DESCRIPTION OF THE TASK: From the entries below, copy every line where the string "blade" appears.

Spatial localization data:
********

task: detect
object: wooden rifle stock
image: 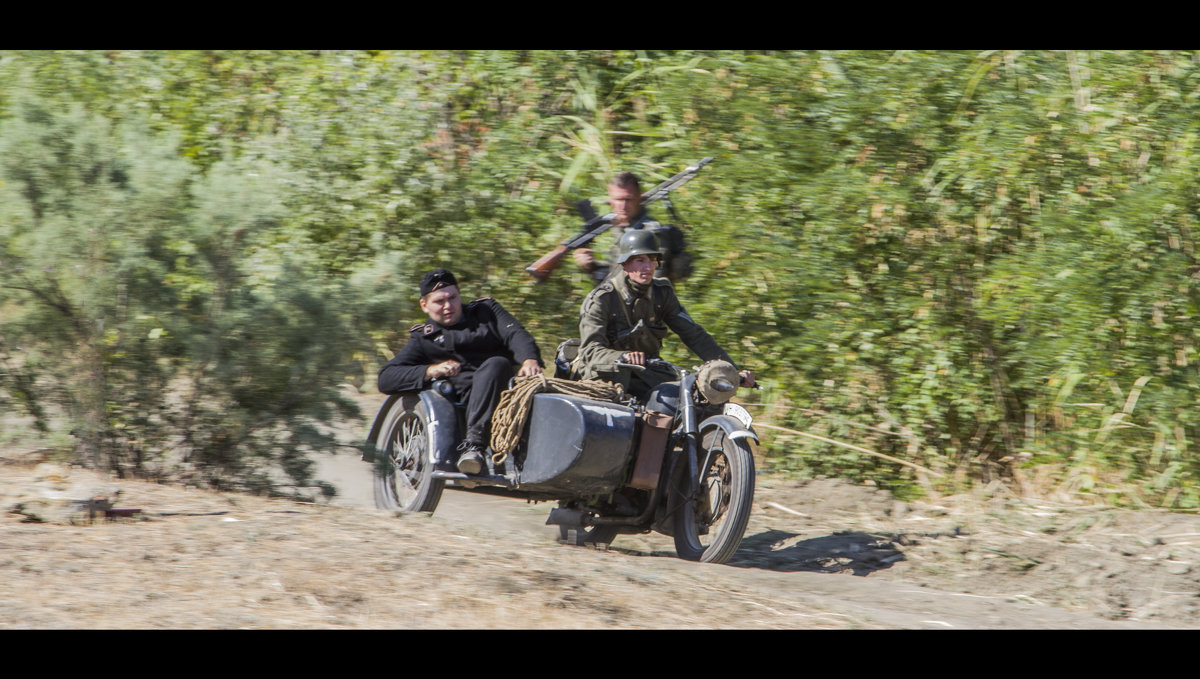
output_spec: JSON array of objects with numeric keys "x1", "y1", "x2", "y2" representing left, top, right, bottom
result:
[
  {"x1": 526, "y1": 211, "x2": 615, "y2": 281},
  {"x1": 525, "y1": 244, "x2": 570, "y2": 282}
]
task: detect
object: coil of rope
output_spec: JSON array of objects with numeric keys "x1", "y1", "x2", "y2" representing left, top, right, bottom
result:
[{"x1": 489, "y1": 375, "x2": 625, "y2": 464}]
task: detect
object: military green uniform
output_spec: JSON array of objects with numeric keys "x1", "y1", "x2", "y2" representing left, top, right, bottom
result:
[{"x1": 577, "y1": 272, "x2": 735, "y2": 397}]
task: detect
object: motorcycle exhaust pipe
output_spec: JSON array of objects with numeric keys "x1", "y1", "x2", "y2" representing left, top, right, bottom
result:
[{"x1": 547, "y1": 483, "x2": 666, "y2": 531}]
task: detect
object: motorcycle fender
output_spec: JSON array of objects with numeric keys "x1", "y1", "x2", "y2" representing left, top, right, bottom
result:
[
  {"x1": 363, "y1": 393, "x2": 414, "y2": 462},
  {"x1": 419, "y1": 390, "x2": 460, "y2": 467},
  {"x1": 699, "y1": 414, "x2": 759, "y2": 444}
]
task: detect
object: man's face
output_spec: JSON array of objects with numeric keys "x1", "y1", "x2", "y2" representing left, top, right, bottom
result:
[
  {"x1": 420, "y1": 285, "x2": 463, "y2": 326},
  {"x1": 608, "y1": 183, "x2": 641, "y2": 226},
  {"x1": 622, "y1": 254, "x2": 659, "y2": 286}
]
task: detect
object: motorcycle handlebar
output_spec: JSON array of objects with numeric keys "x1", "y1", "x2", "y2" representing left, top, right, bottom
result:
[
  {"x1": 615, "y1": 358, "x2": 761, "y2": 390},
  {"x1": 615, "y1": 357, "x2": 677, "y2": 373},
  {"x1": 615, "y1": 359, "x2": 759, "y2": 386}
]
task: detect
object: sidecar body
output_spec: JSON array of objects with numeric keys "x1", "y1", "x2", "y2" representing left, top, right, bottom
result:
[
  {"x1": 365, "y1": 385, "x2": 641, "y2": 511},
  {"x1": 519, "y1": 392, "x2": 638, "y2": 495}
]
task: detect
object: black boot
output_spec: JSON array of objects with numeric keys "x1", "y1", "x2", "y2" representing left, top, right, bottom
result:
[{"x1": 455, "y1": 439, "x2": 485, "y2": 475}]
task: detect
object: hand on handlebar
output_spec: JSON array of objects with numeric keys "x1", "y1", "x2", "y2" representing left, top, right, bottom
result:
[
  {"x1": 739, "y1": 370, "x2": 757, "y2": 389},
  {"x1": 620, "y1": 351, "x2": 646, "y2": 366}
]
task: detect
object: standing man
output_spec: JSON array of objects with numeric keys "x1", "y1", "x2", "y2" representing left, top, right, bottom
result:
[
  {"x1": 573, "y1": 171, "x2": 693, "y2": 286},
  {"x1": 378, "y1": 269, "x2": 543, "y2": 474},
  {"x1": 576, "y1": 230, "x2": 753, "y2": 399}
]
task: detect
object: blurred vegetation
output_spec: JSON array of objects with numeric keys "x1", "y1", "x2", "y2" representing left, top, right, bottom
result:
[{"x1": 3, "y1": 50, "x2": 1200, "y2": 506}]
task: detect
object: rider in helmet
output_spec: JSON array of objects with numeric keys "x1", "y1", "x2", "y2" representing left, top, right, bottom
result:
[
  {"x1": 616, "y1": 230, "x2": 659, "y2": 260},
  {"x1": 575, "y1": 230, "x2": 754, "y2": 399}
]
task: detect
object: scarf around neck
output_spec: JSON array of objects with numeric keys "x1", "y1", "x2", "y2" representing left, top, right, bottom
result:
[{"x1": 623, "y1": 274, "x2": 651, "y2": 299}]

********

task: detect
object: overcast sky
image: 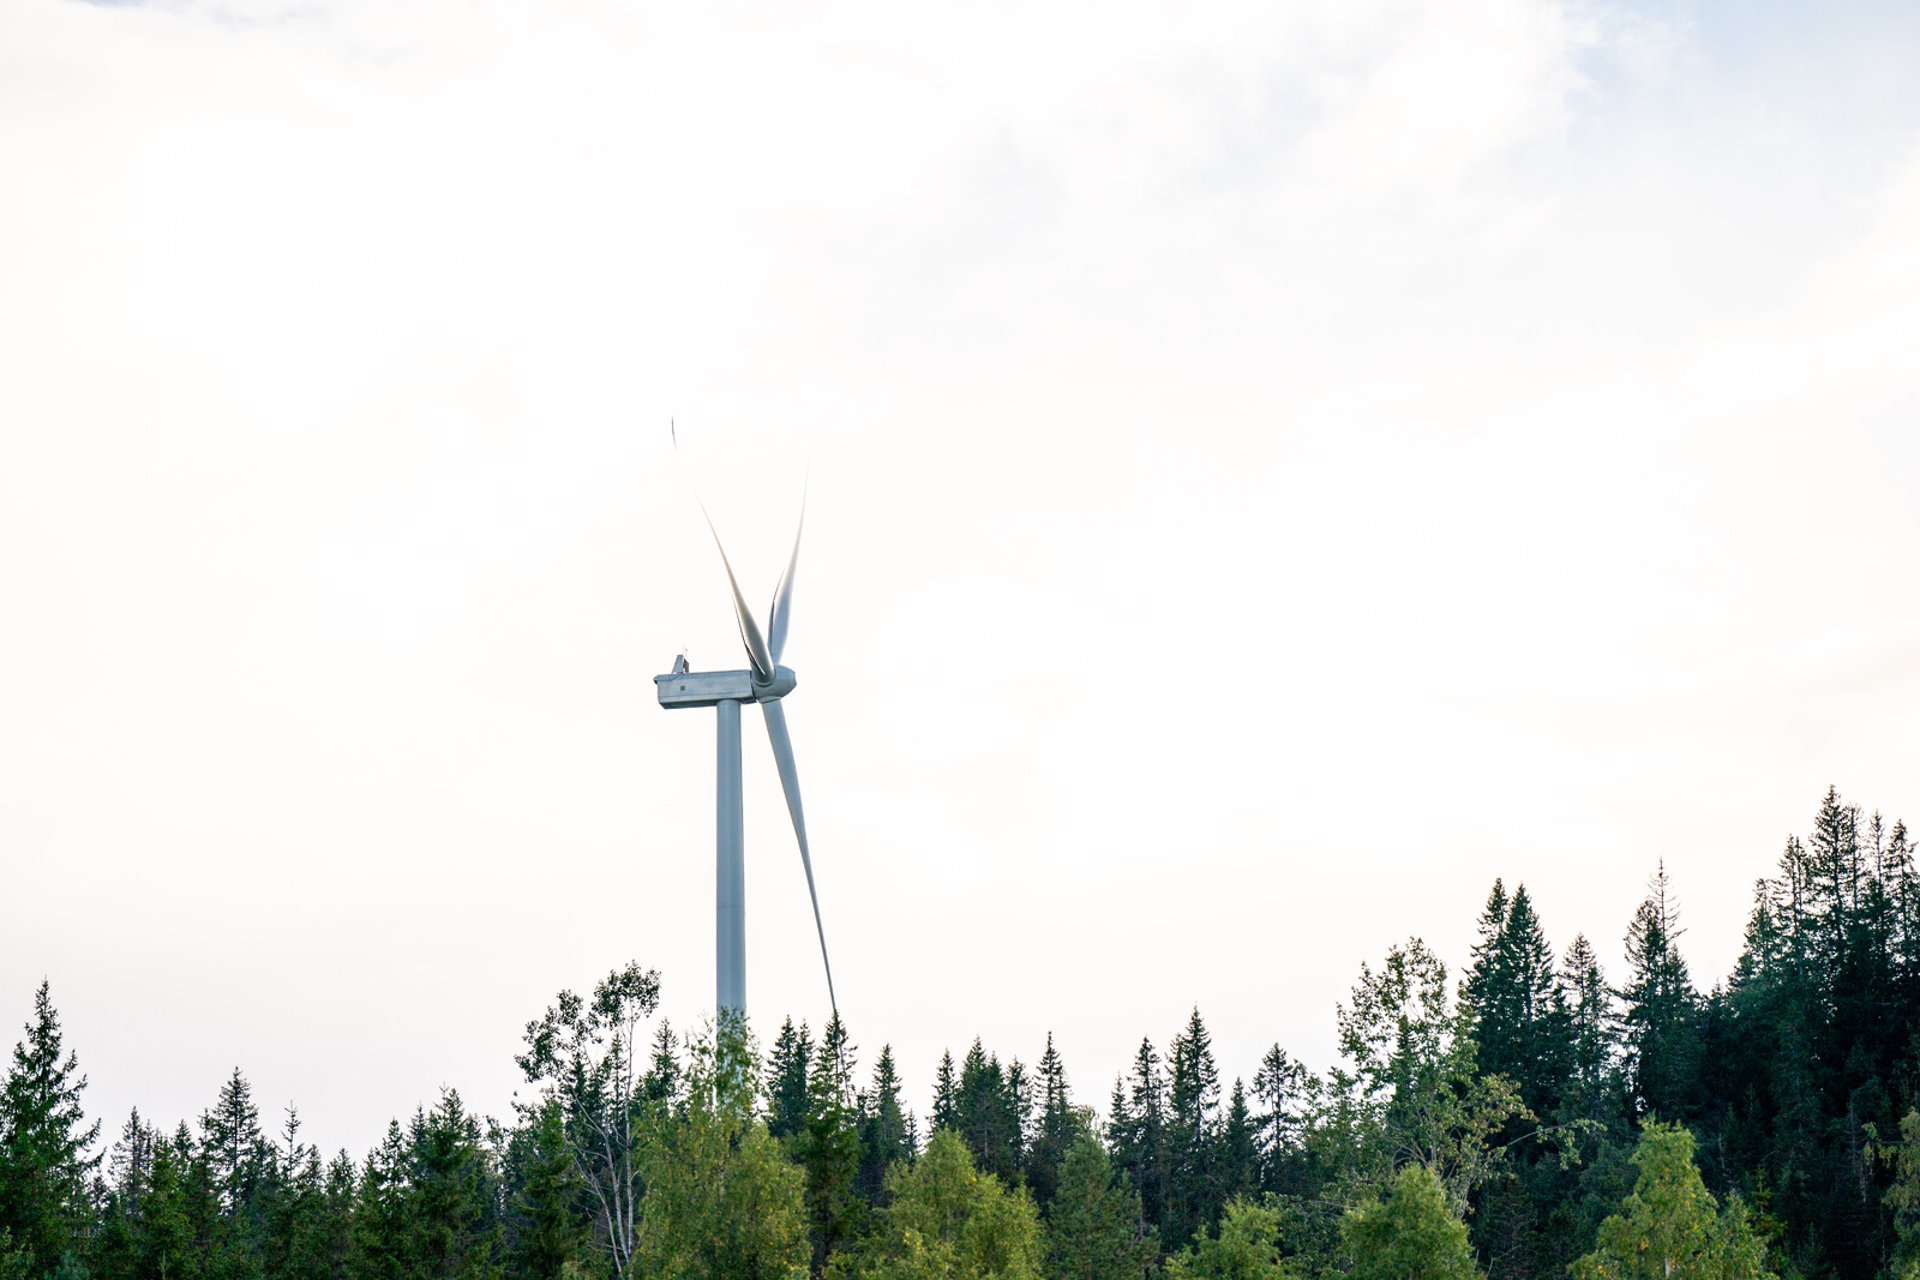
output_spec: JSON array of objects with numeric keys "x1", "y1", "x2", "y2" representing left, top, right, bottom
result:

********

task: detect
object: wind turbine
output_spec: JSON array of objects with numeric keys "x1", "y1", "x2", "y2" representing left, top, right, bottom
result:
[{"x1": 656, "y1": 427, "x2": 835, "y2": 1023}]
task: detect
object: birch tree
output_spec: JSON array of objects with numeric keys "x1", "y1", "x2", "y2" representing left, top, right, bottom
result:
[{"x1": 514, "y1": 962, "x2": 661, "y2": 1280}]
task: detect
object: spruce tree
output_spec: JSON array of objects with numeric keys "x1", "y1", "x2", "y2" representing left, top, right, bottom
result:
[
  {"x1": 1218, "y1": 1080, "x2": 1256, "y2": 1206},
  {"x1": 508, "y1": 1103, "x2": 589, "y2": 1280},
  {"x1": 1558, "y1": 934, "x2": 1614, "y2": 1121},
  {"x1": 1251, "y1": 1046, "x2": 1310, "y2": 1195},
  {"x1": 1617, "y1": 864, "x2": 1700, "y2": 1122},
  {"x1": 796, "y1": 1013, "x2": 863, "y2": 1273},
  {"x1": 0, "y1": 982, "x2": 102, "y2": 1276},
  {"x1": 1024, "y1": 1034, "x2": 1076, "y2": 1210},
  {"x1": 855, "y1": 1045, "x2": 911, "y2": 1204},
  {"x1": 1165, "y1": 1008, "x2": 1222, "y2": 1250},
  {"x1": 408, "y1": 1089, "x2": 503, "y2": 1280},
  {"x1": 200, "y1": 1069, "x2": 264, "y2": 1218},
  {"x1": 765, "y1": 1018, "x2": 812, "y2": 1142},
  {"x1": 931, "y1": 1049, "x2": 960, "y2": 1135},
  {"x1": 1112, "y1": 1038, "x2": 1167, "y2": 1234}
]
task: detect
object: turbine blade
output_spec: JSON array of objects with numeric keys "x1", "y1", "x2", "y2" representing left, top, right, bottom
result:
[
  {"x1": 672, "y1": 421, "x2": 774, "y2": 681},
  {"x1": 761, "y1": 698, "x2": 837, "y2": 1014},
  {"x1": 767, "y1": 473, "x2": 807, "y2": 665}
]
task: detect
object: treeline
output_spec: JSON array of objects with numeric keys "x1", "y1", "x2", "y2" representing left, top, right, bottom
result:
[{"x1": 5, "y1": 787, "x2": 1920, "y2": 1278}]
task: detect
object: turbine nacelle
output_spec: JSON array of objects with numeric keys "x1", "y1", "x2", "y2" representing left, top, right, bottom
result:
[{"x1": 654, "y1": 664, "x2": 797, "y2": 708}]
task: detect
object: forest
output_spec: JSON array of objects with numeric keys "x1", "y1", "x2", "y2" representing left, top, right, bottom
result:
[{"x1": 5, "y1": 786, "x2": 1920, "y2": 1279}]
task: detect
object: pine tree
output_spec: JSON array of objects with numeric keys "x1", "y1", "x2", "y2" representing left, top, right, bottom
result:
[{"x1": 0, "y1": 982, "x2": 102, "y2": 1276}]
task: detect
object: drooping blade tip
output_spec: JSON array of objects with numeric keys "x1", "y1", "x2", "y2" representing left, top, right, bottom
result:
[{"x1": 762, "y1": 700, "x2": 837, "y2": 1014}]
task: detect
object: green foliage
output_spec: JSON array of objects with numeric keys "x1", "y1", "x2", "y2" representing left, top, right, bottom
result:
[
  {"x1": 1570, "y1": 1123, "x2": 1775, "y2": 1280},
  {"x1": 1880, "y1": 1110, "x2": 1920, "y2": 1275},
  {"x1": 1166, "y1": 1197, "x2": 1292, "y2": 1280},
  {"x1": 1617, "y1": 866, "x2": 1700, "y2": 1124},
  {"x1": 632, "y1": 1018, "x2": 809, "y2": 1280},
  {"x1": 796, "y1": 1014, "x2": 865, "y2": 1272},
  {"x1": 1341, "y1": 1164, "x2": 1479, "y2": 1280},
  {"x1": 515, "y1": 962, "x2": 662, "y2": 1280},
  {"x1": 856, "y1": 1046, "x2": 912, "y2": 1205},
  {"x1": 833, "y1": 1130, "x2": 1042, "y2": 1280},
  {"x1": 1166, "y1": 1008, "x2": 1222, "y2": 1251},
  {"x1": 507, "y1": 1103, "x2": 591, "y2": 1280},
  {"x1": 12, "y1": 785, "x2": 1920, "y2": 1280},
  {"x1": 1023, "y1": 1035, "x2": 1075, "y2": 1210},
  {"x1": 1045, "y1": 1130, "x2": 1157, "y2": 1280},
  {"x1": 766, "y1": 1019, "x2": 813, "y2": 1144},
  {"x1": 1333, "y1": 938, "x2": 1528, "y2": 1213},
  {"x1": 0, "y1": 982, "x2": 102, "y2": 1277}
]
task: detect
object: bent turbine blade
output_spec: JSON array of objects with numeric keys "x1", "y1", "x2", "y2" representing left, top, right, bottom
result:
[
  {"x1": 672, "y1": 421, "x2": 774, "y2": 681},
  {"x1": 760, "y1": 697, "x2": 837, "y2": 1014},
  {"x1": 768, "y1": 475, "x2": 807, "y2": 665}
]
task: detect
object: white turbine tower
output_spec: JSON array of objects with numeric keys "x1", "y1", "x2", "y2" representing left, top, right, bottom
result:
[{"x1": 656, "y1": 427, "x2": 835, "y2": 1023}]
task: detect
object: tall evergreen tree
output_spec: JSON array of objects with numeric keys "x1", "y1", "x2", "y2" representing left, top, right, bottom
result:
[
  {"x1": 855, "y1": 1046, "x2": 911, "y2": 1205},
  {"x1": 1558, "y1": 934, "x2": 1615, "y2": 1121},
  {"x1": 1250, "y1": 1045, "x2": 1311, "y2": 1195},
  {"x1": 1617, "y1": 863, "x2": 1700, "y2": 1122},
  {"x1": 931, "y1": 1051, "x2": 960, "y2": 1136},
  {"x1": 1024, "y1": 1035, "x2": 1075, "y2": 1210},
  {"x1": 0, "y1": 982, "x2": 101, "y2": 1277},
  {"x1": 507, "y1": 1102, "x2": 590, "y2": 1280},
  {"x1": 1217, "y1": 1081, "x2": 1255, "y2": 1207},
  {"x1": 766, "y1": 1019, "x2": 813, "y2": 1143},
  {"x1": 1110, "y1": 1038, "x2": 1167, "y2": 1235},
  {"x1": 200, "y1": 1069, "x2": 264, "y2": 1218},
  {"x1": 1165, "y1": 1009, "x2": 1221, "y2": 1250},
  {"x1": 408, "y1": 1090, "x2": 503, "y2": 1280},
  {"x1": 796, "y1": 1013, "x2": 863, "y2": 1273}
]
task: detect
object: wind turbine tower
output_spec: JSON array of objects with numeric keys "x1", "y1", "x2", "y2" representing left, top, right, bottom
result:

********

YOUR SOLUTION:
object: turbine blade
object: drooping blade tip
object: bent turbine blade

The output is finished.